*** SUPPLIED RECORDS ***

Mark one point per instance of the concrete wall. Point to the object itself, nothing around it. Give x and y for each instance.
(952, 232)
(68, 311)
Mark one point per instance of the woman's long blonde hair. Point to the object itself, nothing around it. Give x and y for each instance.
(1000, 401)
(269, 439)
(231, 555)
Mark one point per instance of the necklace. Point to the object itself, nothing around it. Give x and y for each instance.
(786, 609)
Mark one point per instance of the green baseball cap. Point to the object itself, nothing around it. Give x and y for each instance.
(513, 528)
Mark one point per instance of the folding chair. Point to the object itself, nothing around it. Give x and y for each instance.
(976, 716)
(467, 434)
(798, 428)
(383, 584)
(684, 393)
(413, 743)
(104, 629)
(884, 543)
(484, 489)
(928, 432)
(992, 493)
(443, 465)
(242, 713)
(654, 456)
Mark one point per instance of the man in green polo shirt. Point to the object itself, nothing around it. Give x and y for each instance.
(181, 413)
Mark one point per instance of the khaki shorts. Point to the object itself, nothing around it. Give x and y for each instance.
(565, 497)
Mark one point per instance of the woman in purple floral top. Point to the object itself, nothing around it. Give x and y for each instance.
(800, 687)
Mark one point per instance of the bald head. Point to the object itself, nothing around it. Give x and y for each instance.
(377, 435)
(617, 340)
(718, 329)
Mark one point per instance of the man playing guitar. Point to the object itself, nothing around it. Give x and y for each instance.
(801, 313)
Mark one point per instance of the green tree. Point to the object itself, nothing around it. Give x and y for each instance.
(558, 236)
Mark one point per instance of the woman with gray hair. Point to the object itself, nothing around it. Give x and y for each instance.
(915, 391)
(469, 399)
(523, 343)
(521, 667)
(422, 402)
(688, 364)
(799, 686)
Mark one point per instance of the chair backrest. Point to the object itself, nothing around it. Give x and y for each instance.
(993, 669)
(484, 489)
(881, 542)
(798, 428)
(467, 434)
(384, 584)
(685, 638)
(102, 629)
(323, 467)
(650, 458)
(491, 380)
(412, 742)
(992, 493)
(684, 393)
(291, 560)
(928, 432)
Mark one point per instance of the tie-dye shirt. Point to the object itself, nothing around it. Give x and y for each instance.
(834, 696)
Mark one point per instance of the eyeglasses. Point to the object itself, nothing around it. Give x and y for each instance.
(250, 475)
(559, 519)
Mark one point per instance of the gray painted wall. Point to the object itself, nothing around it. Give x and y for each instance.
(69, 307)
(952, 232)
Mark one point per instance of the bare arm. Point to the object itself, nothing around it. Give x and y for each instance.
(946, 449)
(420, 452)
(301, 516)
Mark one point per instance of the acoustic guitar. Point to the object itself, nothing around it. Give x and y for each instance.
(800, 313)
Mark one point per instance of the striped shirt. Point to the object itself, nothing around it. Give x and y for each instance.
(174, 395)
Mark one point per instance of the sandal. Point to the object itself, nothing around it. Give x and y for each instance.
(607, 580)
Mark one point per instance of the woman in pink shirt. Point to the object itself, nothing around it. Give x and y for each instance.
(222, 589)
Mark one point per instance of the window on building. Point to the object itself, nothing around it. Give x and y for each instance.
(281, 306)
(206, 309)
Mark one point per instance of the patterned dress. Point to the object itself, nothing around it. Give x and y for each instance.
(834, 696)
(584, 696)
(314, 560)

***
*** SUPPLIED RECORDS ***

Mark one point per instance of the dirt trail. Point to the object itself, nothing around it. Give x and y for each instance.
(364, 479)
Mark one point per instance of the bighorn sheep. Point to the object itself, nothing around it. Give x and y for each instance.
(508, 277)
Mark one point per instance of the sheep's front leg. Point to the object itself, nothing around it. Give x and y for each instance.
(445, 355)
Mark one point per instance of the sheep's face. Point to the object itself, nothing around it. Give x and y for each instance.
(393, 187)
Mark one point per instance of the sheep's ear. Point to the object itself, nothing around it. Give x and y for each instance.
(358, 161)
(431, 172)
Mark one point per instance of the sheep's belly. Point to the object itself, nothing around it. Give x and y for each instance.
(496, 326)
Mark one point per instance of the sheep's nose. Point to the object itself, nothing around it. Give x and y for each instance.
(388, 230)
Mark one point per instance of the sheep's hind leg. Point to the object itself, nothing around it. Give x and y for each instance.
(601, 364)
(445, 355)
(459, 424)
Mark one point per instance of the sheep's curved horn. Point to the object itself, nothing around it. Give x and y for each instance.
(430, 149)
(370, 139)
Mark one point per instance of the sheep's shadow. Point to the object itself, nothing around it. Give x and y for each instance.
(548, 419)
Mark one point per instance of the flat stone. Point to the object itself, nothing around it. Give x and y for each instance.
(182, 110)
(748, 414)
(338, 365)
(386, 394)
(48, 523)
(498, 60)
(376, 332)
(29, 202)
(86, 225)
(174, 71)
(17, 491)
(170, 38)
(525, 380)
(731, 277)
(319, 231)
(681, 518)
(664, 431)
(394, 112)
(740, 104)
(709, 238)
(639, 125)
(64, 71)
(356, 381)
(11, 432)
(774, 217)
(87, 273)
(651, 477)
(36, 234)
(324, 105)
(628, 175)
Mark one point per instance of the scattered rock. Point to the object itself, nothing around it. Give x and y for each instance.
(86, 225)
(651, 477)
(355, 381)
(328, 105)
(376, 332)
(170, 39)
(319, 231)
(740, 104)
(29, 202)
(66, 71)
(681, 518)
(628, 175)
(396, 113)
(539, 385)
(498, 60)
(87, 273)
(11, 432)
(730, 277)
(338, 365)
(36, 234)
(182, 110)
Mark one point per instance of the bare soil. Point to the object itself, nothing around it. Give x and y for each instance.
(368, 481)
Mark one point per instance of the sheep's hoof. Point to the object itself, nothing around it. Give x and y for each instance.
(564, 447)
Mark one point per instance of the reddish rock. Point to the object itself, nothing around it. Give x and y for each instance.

***
*** SUPPLIED RECORDS ***

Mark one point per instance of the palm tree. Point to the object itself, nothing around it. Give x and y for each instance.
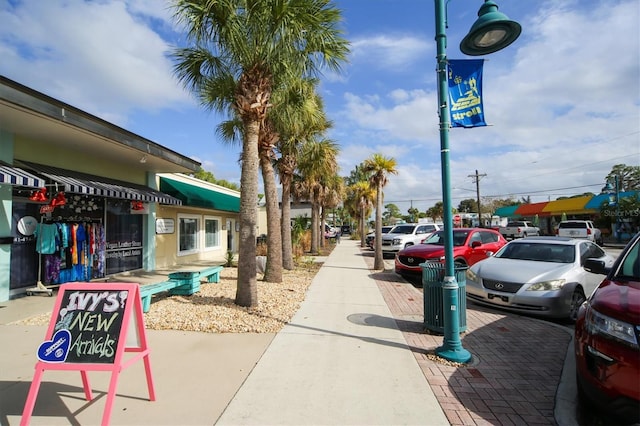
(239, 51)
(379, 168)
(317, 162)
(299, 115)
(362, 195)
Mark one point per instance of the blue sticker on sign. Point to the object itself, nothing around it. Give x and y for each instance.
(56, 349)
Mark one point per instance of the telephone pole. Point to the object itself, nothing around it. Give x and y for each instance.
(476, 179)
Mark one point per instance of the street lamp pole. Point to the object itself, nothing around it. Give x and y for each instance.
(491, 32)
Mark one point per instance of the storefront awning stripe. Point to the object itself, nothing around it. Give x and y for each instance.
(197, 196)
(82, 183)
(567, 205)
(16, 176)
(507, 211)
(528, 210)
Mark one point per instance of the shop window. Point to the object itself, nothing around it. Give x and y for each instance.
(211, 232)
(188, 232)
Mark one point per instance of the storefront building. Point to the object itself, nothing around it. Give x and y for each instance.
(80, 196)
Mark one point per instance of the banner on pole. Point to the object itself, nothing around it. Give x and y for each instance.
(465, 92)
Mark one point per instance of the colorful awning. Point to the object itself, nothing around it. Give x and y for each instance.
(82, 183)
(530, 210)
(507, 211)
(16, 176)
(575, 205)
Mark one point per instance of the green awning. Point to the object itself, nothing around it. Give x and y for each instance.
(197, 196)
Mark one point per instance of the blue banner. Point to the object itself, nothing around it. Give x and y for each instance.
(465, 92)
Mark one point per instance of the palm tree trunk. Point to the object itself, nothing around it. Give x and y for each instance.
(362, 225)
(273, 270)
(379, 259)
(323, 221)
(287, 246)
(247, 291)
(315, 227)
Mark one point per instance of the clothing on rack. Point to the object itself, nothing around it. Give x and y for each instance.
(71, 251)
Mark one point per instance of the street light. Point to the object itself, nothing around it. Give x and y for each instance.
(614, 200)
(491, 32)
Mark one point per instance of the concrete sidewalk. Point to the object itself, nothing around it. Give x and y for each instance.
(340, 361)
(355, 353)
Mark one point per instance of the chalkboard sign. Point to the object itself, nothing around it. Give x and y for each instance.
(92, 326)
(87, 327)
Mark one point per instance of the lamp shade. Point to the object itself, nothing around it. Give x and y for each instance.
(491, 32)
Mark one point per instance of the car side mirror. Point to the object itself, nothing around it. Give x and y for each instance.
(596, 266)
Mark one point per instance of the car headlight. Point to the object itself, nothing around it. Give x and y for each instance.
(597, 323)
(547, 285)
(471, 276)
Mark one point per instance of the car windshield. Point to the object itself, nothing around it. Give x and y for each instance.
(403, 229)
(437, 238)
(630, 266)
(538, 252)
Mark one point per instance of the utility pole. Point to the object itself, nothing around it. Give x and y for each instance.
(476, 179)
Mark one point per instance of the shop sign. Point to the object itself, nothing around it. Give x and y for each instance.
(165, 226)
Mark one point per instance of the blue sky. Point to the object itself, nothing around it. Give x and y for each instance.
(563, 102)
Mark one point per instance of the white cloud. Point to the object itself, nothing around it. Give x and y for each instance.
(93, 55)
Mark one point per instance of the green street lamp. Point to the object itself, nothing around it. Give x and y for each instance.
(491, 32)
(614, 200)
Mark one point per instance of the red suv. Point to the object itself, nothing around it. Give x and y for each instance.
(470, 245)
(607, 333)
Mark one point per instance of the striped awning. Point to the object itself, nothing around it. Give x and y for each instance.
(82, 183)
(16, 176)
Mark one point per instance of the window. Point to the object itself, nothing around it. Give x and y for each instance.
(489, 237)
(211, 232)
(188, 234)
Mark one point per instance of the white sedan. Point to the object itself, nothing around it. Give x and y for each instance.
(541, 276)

***

▶ EXERCISE:
From the material above, set down exactly the lines between the line holding "Mark one point per instance of the bare soil." and the line holding "Mark one point per instance of the reddish", inclusive. Include nothing else.

▶ RESPONSE AREA:
Mark one point per instance of the bare soil. Point to the object itself, nothing around it. Give x and y for each instance.
(368, 481)
Mark one point per instance of the sheep's hoof. Point to the object itself, nothing around it. Give x and y for each instance.
(564, 447)
Mark one point per instance of the reddish rock. Point to the object itself, nothing around it. Give x and y for each instance.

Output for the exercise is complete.